[Begin RECORDS FOR THIS EXERCISE]
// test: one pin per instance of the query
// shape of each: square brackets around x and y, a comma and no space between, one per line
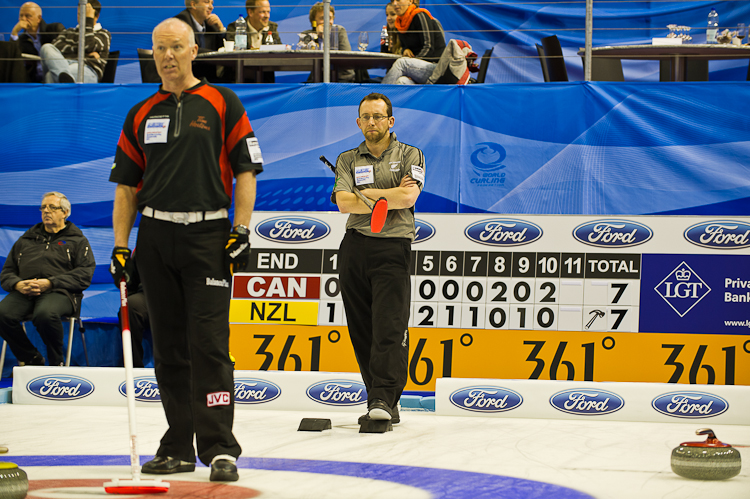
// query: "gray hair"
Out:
[64,203]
[End RECORDS FOR THIS EXERCISE]
Write out all of these entries again, each request included and the pictures left out, and multiply every coordinate in the answers by 1.25, rounding to whole numbers with halves going up.

// test: one pin per instance of the query
// shape of each: square brackets around x and y, a comma and no space between, one per line
// query: "gray hair"
Out:
[80,254]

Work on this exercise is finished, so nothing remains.